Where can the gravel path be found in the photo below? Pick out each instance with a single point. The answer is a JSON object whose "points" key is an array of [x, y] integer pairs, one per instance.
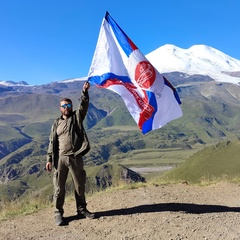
{"points": [[162, 212]]}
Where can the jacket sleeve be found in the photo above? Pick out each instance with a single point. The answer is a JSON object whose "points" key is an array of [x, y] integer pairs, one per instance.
{"points": [[83, 105], [50, 146]]}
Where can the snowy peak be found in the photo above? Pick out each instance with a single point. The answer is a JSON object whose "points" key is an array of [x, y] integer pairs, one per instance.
{"points": [[198, 59], [12, 83]]}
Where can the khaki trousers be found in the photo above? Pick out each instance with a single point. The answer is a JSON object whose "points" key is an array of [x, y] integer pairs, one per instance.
{"points": [[74, 164]]}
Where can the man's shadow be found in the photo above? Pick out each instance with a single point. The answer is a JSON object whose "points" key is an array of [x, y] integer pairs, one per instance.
{"points": [[163, 207]]}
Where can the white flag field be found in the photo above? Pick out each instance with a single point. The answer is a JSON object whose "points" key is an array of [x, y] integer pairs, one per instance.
{"points": [[118, 65]]}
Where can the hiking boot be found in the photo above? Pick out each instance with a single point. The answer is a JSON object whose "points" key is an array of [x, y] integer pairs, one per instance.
{"points": [[85, 213], [59, 220]]}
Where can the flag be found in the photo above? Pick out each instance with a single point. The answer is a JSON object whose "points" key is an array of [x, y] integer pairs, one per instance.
{"points": [[118, 65]]}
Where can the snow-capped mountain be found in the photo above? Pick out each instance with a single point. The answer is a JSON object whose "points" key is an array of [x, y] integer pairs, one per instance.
{"points": [[198, 59], [12, 83]]}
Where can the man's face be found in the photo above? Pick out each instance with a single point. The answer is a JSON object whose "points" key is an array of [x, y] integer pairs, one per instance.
{"points": [[66, 108]]}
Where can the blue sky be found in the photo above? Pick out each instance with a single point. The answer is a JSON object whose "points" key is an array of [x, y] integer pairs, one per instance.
{"points": [[43, 41]]}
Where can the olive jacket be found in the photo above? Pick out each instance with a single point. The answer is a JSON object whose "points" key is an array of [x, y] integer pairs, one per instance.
{"points": [[77, 132]]}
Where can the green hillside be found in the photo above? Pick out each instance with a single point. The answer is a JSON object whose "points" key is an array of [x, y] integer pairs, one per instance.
{"points": [[213, 163]]}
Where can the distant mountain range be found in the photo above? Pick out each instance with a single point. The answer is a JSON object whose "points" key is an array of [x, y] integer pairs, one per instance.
{"points": [[208, 85], [198, 59]]}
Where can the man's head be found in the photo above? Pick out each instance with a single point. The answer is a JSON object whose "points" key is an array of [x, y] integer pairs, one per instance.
{"points": [[66, 107]]}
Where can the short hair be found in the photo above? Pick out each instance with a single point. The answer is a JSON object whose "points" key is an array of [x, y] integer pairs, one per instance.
{"points": [[66, 100]]}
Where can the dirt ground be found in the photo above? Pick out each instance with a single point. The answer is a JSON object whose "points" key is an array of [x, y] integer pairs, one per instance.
{"points": [[161, 212]]}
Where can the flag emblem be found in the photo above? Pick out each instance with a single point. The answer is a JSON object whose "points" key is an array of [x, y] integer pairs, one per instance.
{"points": [[118, 65]]}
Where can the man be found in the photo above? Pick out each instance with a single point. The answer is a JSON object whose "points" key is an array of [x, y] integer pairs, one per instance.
{"points": [[68, 142]]}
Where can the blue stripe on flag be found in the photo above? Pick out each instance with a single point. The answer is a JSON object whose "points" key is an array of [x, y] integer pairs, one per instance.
{"points": [[119, 34]]}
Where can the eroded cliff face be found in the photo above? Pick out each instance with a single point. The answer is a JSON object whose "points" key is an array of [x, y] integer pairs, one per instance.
{"points": [[107, 176]]}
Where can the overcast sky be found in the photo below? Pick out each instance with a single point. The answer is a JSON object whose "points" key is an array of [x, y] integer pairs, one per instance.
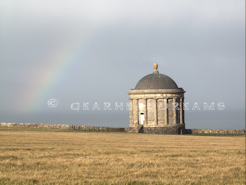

□ □ □

Given instruction:
Pick out every line of the data above that contains the string "jacket" and copy each one. Case counts.

Solved problem:
Where can the jacket sleeve be found in the photo above? Pick out each instance with a single point. The answer is a JSON object whose "points" key is an array of [x, y] integer pairs, one per instance.
Where can the olive jacket be found in the photo above? Pick out each instance with a single point. The answer is a JSON object whose "points" key is an array of [x, y] integer pairs, one per instance.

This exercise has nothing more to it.